Stored dataset items:
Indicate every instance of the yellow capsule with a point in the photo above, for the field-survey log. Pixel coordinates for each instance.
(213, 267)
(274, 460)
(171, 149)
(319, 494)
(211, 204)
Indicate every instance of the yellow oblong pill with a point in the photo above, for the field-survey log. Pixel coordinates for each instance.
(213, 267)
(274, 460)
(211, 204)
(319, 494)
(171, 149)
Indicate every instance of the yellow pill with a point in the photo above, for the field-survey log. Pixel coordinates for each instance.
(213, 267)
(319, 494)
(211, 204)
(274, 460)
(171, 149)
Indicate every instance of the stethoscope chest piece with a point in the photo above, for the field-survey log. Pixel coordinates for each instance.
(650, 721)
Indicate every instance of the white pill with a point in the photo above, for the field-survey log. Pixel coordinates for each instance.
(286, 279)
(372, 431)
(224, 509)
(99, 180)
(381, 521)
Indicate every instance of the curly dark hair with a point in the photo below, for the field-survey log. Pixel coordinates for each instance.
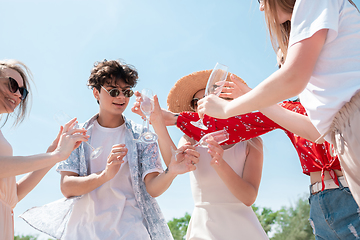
(111, 72)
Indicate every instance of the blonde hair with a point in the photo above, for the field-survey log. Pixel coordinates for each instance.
(280, 32)
(25, 73)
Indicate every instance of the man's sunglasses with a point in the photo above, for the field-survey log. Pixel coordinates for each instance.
(116, 92)
(14, 86)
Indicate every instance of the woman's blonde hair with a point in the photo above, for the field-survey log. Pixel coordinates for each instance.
(25, 73)
(280, 32)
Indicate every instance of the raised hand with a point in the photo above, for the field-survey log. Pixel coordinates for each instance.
(136, 108)
(169, 118)
(184, 160)
(234, 89)
(213, 106)
(70, 139)
(114, 161)
(216, 152)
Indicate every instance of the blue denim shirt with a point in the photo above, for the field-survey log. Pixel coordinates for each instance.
(142, 158)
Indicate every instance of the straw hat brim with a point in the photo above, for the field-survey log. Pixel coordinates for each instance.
(181, 94)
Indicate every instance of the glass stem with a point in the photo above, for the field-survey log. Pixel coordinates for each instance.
(147, 124)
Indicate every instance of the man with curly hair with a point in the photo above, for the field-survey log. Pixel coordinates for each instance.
(118, 187)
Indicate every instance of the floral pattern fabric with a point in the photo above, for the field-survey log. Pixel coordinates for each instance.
(313, 157)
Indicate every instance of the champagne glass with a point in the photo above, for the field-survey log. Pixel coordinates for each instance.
(147, 107)
(219, 136)
(214, 85)
(62, 118)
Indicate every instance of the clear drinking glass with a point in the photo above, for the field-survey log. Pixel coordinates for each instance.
(219, 136)
(214, 85)
(62, 118)
(147, 107)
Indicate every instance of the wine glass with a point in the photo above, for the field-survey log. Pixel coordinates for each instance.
(147, 107)
(219, 136)
(62, 118)
(214, 85)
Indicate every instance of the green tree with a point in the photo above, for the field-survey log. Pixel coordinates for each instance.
(266, 217)
(178, 226)
(292, 223)
(27, 237)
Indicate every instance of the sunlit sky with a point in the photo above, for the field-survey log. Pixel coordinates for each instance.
(164, 40)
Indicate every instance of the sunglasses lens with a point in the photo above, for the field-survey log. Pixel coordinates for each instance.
(193, 103)
(14, 86)
(114, 92)
(128, 92)
(23, 93)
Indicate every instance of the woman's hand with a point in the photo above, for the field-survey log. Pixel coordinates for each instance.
(169, 118)
(54, 144)
(216, 152)
(184, 160)
(69, 139)
(136, 108)
(212, 106)
(114, 161)
(234, 89)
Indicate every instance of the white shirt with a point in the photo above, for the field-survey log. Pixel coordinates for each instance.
(336, 76)
(110, 211)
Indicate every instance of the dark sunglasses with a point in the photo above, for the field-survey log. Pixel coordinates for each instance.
(116, 92)
(14, 86)
(193, 103)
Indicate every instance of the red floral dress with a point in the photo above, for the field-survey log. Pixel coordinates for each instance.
(313, 157)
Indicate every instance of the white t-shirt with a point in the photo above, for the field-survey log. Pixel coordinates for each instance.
(110, 211)
(336, 76)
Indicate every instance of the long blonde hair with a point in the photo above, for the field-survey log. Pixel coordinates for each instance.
(280, 32)
(25, 73)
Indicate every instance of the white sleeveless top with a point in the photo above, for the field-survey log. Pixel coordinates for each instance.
(218, 214)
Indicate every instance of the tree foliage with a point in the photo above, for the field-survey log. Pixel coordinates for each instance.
(266, 217)
(293, 224)
(290, 223)
(27, 237)
(178, 226)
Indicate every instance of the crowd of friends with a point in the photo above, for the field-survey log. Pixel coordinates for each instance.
(112, 196)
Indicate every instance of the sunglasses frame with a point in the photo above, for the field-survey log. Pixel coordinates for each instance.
(193, 102)
(14, 87)
(127, 92)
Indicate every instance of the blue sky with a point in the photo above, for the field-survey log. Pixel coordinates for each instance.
(164, 40)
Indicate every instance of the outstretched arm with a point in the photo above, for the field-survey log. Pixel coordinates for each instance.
(285, 83)
(282, 116)
(158, 123)
(74, 185)
(27, 183)
(180, 163)
(245, 187)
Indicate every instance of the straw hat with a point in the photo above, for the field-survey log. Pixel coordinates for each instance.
(182, 92)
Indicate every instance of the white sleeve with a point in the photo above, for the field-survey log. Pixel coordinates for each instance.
(310, 16)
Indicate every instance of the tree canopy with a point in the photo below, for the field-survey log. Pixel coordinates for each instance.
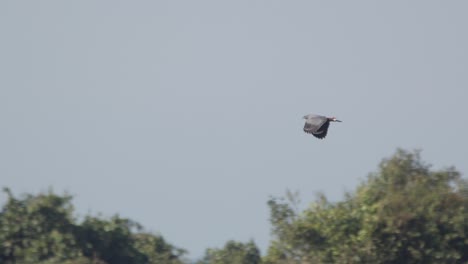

◆ **THE REQUEST**
Add 57 to every pixel coordinate in the answers and write the lines out again, requests included, beginning at the line that contains "Indicate every instance of the outstretched" and ending at the end of the rows. Leave the pictures out of your answer.

◆ **SOLUTION**
Indicate every instance of the outstretched arm with a point in the photo above, for the field-survey log. Pixel coordinates for each instance.
(342, 140)
(339, 173)
(215, 180)
(131, 242)
(84, 240)
(237, 220)
(302, 244)
Indicate every instance of the straw hat with a point in the photo above, for the field-survey log. Pixel coordinates for each instance.
(239, 149)
Indicate every instance of the white sleeve with a point in the photo above, for the field-survey log. Pixel coordinates for each instance.
(367, 73)
Indicate every instance of the tree canopy with a point in the photo below, for the field-survey log. Pixel coordinates for each instance.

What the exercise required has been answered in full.